### Page text:
Although we really enjoy the nature and the privacy offered by the woods
(which is a big reason we bought the house), we wish we could make it more
usable for us to venture into and for the kids to play in. Now there is a
lot of undergrowth and small trees growing in the forest, which makes it
difficult to walk through without getting snapped in the eye by a branch.
Also, because the underbrush is heavy and thick, mosquitoes are particularly
bad in this area. Not a lot of light gets through the canopy of old trees,
so we can't plant anything back there except for shade loving plants.

We like doing our own planting and landscaping, so we don't want to hire a
pro. However, we could use some ideas. How do pro landscape designers
typically handle heavily wooded areas? Do they simply create some transition
trees and shrubs (which we already have) where the lawn meets the forest,
and then leave the forest alone, figuring it can't be improved upon? Or
would a landscape designer typically recommend getting rid of all the wild
underbrush and smaller trees (i.e., those with a trunk that's less than 6
inches in diameter) to make it more accessible, and then planting
shade-loving plants, like hostas in strategic places?

### Supplied material:
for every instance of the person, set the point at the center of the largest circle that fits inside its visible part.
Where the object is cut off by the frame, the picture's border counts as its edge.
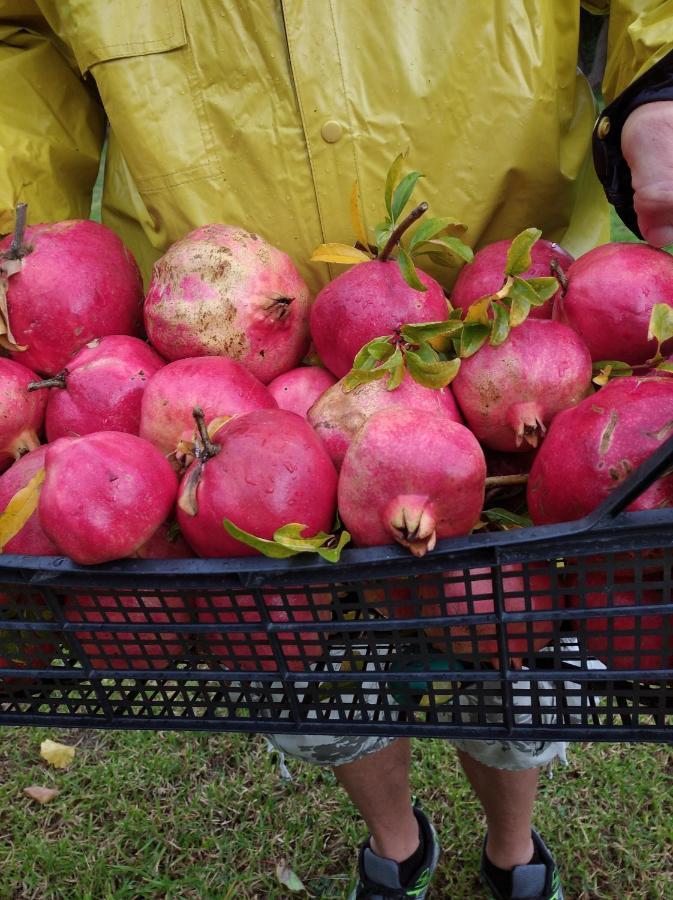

### Task set:
(a) Summarize the passage about the wooded backyard in two sentences.
(b) Continue the passage about the wooded backyard, starting after its final question.
The lines have no connection to the passage about the wooded backyard.

### Answers to the problems:
(a) The homeowners value the nature and privacy of the woods on their property but want them to be more usable, since thick undergrowth and small trees make walking difficult, the heavy brush worsens the mosquitoes, and the old-tree canopy lets in so little light that only shade-loving plants can grow. Because they prefer to do their own landscaping, they ask how professional designers usually handle heavily wooded areas: whether they add transition trees and shrubs where the lawn meets the forest and leave the forest alone, or clear the underbrush and small trees and plant shade-loving plants such as hostas.

(b)
We'd hate to cut down healthy small trees, but I'm not sure there's a way
around it (most of our small trees are tall and thin and too big to
transplant).

Any ideas would be greatly appreciated, especially from those people who
have made their wooded yards more usable or hired landscape designers to do
the same!

--


Get someone in to help you identify all the buckthorn and destroy it -- cut
it down, burn it, and paint the stumps with Garlon.

Clear out the briars and poison ivy.

Now see what you have left.

You will probably have to thin the large trees a little; it helps if you
can identify them. I don't know what understory native trees grow up here,
but if I was still in East Texas I would plant dogwoods, redbuds, azaleas,
ferns, and stuff like that.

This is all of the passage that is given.